- Aim: Each record below should be repeated precisely as written.
Start of Materials provided
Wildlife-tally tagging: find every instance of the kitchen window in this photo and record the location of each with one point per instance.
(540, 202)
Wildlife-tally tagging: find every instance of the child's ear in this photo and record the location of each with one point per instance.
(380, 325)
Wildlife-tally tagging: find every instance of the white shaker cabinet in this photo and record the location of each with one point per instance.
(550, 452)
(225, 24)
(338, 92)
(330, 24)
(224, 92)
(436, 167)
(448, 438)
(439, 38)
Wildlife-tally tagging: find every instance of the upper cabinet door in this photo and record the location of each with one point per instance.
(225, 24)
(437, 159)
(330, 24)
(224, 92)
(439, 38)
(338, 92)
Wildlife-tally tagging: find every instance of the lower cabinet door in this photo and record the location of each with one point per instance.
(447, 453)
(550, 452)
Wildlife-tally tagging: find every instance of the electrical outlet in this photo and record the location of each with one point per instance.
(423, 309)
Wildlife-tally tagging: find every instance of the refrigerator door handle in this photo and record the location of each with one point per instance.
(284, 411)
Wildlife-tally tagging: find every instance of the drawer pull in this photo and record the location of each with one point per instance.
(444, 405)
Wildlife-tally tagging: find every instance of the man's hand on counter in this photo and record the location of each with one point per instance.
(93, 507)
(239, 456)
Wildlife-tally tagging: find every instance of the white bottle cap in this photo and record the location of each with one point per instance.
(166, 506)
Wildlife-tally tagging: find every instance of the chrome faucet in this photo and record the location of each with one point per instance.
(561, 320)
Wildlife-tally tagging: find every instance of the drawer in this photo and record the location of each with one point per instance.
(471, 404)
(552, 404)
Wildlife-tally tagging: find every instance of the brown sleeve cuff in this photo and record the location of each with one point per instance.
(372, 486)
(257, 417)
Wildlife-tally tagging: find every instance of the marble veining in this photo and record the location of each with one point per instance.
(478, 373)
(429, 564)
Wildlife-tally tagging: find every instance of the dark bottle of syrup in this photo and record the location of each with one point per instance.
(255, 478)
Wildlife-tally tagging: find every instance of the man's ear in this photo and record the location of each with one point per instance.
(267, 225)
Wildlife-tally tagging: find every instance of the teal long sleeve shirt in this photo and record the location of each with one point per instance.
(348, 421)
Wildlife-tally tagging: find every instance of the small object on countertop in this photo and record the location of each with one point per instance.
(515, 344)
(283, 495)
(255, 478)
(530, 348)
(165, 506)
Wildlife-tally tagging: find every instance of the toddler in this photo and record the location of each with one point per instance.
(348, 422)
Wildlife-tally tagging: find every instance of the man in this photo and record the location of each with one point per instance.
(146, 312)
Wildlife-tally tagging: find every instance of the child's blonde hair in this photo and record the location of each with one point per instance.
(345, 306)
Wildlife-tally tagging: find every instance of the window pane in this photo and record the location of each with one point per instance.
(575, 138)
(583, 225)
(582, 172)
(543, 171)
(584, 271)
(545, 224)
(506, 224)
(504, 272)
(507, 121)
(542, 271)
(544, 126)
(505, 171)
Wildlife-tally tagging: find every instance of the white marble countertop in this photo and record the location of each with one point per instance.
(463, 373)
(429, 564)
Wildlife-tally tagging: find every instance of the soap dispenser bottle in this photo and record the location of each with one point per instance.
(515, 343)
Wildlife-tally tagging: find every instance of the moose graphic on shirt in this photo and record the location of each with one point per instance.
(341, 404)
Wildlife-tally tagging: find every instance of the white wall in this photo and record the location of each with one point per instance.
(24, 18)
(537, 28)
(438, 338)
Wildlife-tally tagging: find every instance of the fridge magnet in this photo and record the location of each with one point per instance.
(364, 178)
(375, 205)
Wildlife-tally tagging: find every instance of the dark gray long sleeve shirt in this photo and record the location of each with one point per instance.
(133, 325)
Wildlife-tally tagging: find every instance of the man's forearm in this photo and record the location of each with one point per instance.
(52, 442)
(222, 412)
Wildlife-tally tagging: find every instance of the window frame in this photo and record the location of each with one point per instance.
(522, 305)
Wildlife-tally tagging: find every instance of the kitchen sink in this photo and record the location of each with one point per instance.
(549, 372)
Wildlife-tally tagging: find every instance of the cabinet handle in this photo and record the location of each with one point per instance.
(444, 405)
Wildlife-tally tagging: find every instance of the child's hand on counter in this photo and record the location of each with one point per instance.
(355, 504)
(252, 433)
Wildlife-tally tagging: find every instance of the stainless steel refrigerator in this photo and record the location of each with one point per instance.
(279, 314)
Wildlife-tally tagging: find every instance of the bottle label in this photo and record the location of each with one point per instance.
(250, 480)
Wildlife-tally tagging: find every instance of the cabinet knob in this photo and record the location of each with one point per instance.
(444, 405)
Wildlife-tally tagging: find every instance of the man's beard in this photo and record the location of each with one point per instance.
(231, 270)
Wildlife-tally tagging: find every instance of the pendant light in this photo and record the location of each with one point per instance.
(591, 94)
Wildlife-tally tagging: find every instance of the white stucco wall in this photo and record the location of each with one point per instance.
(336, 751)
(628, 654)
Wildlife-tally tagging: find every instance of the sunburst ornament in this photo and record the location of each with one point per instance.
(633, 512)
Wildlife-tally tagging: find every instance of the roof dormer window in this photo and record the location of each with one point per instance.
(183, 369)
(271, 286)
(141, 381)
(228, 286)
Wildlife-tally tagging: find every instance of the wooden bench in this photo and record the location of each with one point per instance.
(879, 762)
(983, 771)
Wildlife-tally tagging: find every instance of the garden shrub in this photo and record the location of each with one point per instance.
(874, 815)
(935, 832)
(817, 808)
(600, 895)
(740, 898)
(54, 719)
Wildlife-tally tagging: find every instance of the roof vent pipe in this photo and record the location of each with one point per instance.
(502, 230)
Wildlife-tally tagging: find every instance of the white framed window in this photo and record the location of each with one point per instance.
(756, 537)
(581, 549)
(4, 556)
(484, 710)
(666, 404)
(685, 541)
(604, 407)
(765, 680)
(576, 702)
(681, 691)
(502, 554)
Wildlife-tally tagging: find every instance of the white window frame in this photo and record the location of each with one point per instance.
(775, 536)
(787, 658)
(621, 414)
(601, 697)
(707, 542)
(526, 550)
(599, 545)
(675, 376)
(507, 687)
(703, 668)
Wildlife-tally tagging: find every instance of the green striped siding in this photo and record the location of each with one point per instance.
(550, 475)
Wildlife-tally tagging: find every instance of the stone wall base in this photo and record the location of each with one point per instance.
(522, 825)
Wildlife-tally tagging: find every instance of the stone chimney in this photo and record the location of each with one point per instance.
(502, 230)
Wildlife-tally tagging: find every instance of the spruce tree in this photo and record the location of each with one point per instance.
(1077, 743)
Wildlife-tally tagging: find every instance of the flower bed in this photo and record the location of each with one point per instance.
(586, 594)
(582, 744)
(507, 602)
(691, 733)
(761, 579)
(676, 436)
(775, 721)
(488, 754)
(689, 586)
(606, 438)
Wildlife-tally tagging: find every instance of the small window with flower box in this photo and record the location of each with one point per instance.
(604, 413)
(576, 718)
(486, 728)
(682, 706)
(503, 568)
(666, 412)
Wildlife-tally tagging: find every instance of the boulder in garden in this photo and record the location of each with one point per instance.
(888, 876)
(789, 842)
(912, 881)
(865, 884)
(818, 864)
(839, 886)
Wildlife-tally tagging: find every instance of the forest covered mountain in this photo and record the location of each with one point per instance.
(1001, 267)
End of Materials provided
- Complete response:
Wildlife-tally tagging: find every instance of the kitchen window in this photo and record the location of each with one point per instance.
(540, 202)
Wildlife-tally tagging: find every instance of the child's ear in this photo and record the location of each with one point per instance.
(380, 325)
Wildlife-tally tagging: find every instance of the white shaker cabinet in this photo and record the location of each with one point per instance.
(550, 452)
(225, 24)
(338, 92)
(330, 24)
(224, 92)
(436, 167)
(448, 438)
(439, 38)
Wildlife-tally tagging: find every instance of the upper cabinet door in this photo and record the location of each with one point per instance.
(225, 24)
(437, 159)
(330, 24)
(224, 92)
(439, 38)
(338, 92)
Wildlife-tally tagging: find every instance of the lower cabinet door in this photo and record the location of each with one point per instance.
(447, 453)
(550, 452)
Wildlife-tally tagging: find every instance of the electrical outlet in this photo and record the location of each with one point per instance.
(423, 309)
Wildlife-tally tagging: find every instance of the refrigerator door handle in this photo and record the location of each with one point per instance.
(284, 411)
Wildlife-tally tagging: find every instance of the drawer pull in this photo and record the location of each with one point per instance.
(444, 405)
Wildlife-tally tagging: find every instance of the man's hand on counter in this photo and record the location of each with one point per instance.
(93, 507)
(239, 456)
Wildlife-tally tagging: find every instance of the white bottle cap in this photo and record the location of each with one point per instance.
(166, 506)
Wildlife-tally tagging: find every instance of the chrome faucet in this photo and record the location of each with one point per instance.
(561, 320)
Wildlife-tally tagging: find every instance of the drawer in this photo and record the location of each with one point per instance.
(471, 404)
(552, 404)
Wildlife-tally tagging: find every instance of the brown sleeve cuff in this photo and record the location of each with one point per instance.
(372, 486)
(257, 417)
Wildlife-tally tagging: find every instance of the marble veining in this photo and record the location of each with one point per instance.
(478, 373)
(429, 564)
Wildlife-tally tagging: find every instance of the dark bottle of syrup in this photo and record the location of each with one point per instance.
(255, 478)
Wildlife-tally tagging: find every instance of the man's ear in this photo and record the location of each with one point per instance.
(267, 225)
Wildlife-tally tagging: find every instance of the teal long sleeve shirt in this photo and record the location of each with one point per instance.
(348, 421)
Wildlife-tally tagging: find every instance of the small object on countertop in this photo and record the location of each with one point per instance.
(515, 344)
(283, 495)
(255, 478)
(530, 348)
(165, 506)
Wildlife-tally tagging: find every instance of the toddler in this photo and record the location of each with one point per instance.
(348, 422)
Wildlife-tally tagging: find every instance of the man in this photo and record the location of each with one point per instance.
(146, 312)
Wildlife-tally tagging: find every instance of the child's blonde hair in this photo and record the location of each with one point per instance.
(345, 306)
Wildlife-tally tagging: find every instance of the window pane in this photo and record the location of each with one point per instance.
(575, 138)
(583, 225)
(582, 172)
(543, 171)
(584, 271)
(545, 224)
(506, 224)
(504, 272)
(507, 121)
(542, 271)
(544, 126)
(505, 171)
Wildlife-tally tagging: find every instance of the white marble countertop in this photo and record the location of each with one point per instance.
(463, 373)
(429, 564)
Wildlife-tally tagging: find every instance of the soap dispenser bottle in this photo and record the location of each with one point per instance.
(515, 343)
Wildlife-tally tagging: find every instance of the moose graphic on shirt in this photo and record the location of each with one point per instance.
(341, 404)
Wildlife-tally tagging: find every instance of the white wall in this photo and record the location of each with one point per instance.
(24, 18)
(537, 28)
(438, 338)
Wildlife-tally tagging: find every instance of the fridge magnet in this photo and record the location of each with one point per instance.
(364, 178)
(375, 205)
Wildlife-tally tagging: find every instance of the dark gray long sleeve shirt in this photo and record the location of each with one point per instance.
(133, 325)
Wildlife-tally tagging: find every instance of the man's forearm in this photo and record the location of each with one point per instance.
(52, 442)
(222, 412)
Wildlife-tally tagging: find every instance of the window frame in this photo and record the location of each with one point per instance.
(522, 305)
Wildlife-tally tagging: find every instance of the kitchen sink in this photo and record the location of each with one point per instance.
(549, 372)
Wildlife-tally tagging: find every instance of the cabinet handle in this photo and record the location of each with one point per instance.
(444, 405)
Wildlife-tally tagging: find every instance of the child's hand on counter in this photo and record the location of each with one point per instance.
(355, 504)
(252, 433)
Wildlife-tally tagging: find every instance of the stainless steel refrigerator in this photo and record the location of each with one point per instance.
(279, 314)
Wildlife-tally tagging: find every instance of the bottle label in this photo and record the location of each with one point per instance.
(250, 480)
Wildlife-tally tagging: find every instance of the cabinet knob in this photo and record the location of each with one point per instance.
(444, 405)
Wildlife-tally tagging: find every instance of the man's beard in this photo and record the location of each with one point per instance.
(231, 270)
Wildlife-tally tagging: find every instance of the pendant light in this photo and record the location of each with one point per instance.
(591, 94)
Wildlife-tally tagging: find every instance of the white stucco wall in this photo and record the location of each with one point per instance.
(336, 751)
(628, 654)
Wildlife-tally tagging: find every instance of the sunburst ornament in this photo and record the location of each with one point per instance.
(633, 512)
Wildlife-tally tagging: find every instance of the roof dormer window in this photo and record the location of each with one point per instance.
(183, 369)
(271, 286)
(141, 381)
(228, 286)
Wildlife-tally tagging: find every instance of the wooden bench in this photo and record the location of each with one point per instance.
(879, 762)
(983, 771)
Wildlife-tally tagging: find every instance of the garden shrub in this photo and record the location of each with one point per instance.
(874, 815)
(935, 832)
(817, 808)
(600, 895)
(740, 898)
(54, 719)
Wildlife-tally tagging: find every instance of the roof vent pipe in this photo and record the location of each with one point per instance.
(502, 230)
Wildlife-tally tagging: find every instance of the white framed window in this photo and record the location of each with one point per instance.
(756, 537)
(581, 549)
(4, 556)
(484, 710)
(666, 404)
(685, 541)
(604, 407)
(765, 680)
(576, 702)
(681, 691)
(502, 554)
Wildlife-tally tagging: find every instance of the white window frame in this photo and record the location of each with one point per instance.
(775, 536)
(787, 658)
(621, 414)
(601, 697)
(707, 542)
(526, 550)
(599, 545)
(675, 376)
(507, 687)
(703, 668)
Wildlife-tally tagging: find every instance of the green striped siding in this photo and record the location of each with one point per instance.
(550, 475)
Wildlife-tally tagging: find every instance of the stone wall base in this photo and record the location of each with one point per instance.
(522, 825)
Wildlife-tally tagging: find every instance of the stone chimney in this photo and record the location of each with one point per instance.
(502, 230)
Wildlife-tally tagging: find every instance of the spruce tree in this photo and record the location of each with one point per instance.
(1077, 743)
Wildlife-tally tagging: find every instance of the flower bed in this photo and record the location of each with one point per instance.
(586, 594)
(582, 744)
(507, 602)
(691, 733)
(761, 579)
(676, 436)
(775, 721)
(488, 754)
(689, 586)
(606, 438)
Wildlife-tally tagging: find every instance of the small window with flower box in this photo and record the location of each with one point per instance.
(604, 413)
(576, 718)
(486, 728)
(682, 706)
(503, 568)
(666, 412)
Wildlife-tally tagging: find every instance of the boulder in garden in this photo and record the location of each with one point per instance.
(888, 876)
(789, 842)
(912, 881)
(865, 884)
(818, 864)
(839, 886)
Wildlife-tally tagging: find every instance of the forest covered mountain in this photo and record the location of each with one point per instance.
(1001, 267)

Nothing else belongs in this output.